Source text:
================

Pressure cooker black beans

  • 1 cup dried black beans, rinsed and drained
  • ½ small onion, finely diced *about 1/4 cup
  • 1 jalapeno, deseeded and finely diced
  • 2 garlic cloves. minced
  • ½ cup fresh, restaurant-style salsa
  • cup vegetable stock
  • 1 Bay leaf
  • ½ teaspoon paprika
  • ½ teaspoon cumin
  • ½ teaspoon Italian seasoning
  • ½ teaspoon salt

Baked polenta

  • 1 (18oz) tube of precooked polenta
  • 1 tablespoon garlic powder
  • 1 tablespoon avocado spray
  • salt to taste

Cabbage slaw

  • 3 cups finely shredded red cabbage
  • 2 large tomatoes, diced
  • 1 tablespoon olive oil
  • 1 tablespoon apple cider vinegar
  • 1 teaspoon maple syrup
  • juice from one lime
  • salt to taste

Optional toppings

  • guacamole and fresh salsa

Instructions

  • Add all of the ingredients to the bowl of a pressure cooker. This includes dried black beans, red onions, jalapeno, bay leaf, salsa, veggie stock, spices, and salt. Give it all a good stir.
  • Secure the lid. Set the vent to “pressure”. Use the buttons to select “high pressure” and the cook time is 37 minutes. Press start.
  • When the black beans are finished cooking, allow the pressure to naturally and completely release. This is important as the beans continue to cool during the natural release process. Do not use the quick release function.
  • Gently remove the lid. Carefully remove the bay leaf. Give it all a good stir. Serve them warm.
  • Preheat the oven to 425 degrees Fahrenheit. Line a baking sheet with parchment paper.
  • Cut the polenta into 1/2 inch thick rounds. You'll need 12 slices. Arrange them in a single layer on the parchment paper-lined cookie sheet. Lightly spray the tops with avocado spray, garlic powder, and salt.

================

Available data:
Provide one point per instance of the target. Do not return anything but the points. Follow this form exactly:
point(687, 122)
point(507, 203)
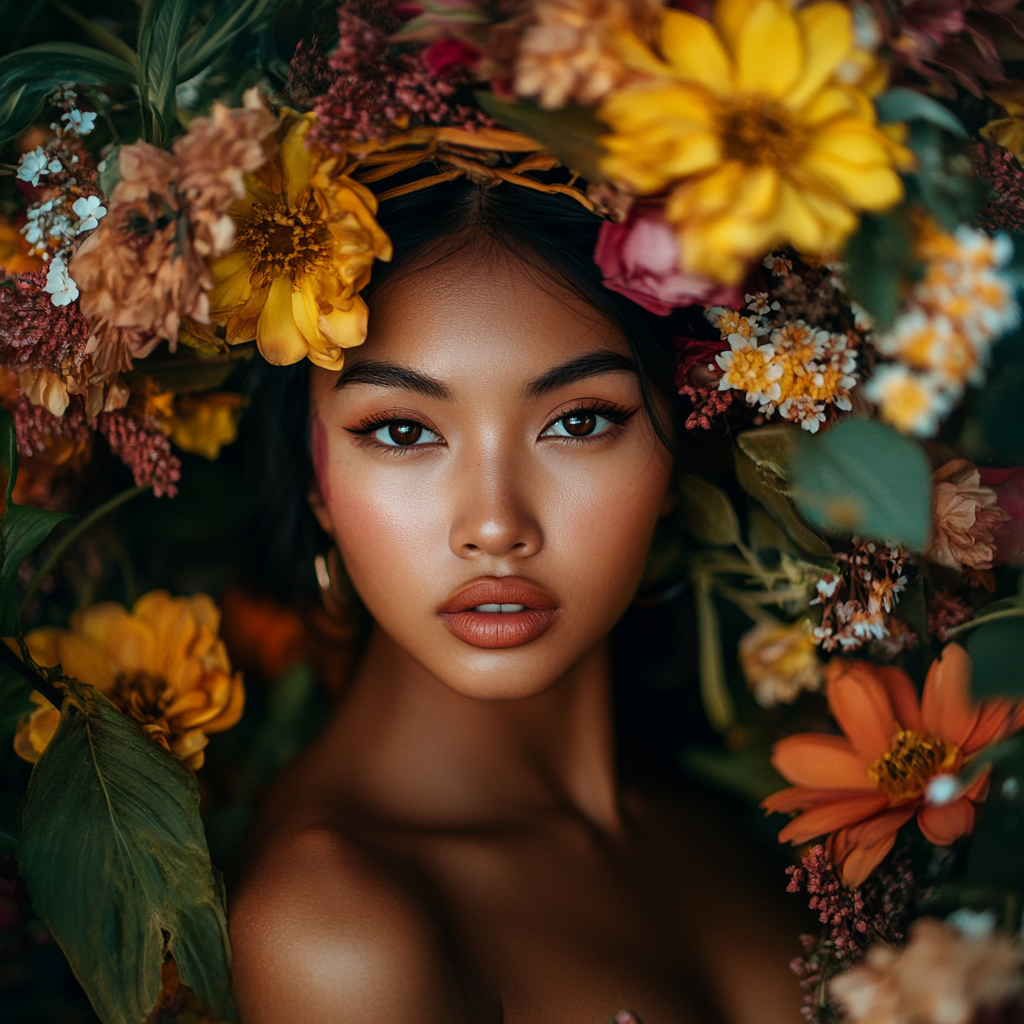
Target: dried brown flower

================

Directives:
• 1. In the black bean and polenta recipe, how long do the beans cook on high pressure?
• 2. Continue the black bean and polenta recipe's instructions after the last step shown.

Set of answers:
• 1. 37 minutes.

• 2.
  • Bake the polenta for 23 minutes or until the edges are light golden brown. Remove from the oven and set them aside to cool. Once cool, transfer them to a cutting board and cut each slice into quarters.
  • In a medium glass bowl, add the finely shredded cabbage, chopped tomatoes, olive oil, maple syrup, apple cider vinegar, lime juice, and salt.
  • Give it all a good toss and set aside.
  • Layer the four mason jars in this order: one polenta slice cut into quarters, black beans, polenta, black beans, polenta, and then slaw. Repeat this step for all four mason jars and then secure them with lids. Place them in the fridge.
  • When you are ready to eat a jar, pour the contents into a bowl. Top with leftover fresh salsa and guacamole. Enjoy!

Notes

Storage:
Seal your four mason jars with airtight lids and store them in the refrigerator for up to five days for easy, grab-and-go lunches.
Tips + Modifications:
You can either enjoy this Mexican bowl cold or remove the slaw and heat the beans and polenta in the microwave, covered with a paper towel, until heated through.
You can definitely skip the mason jars and enjoy this recipe warm, in bowls.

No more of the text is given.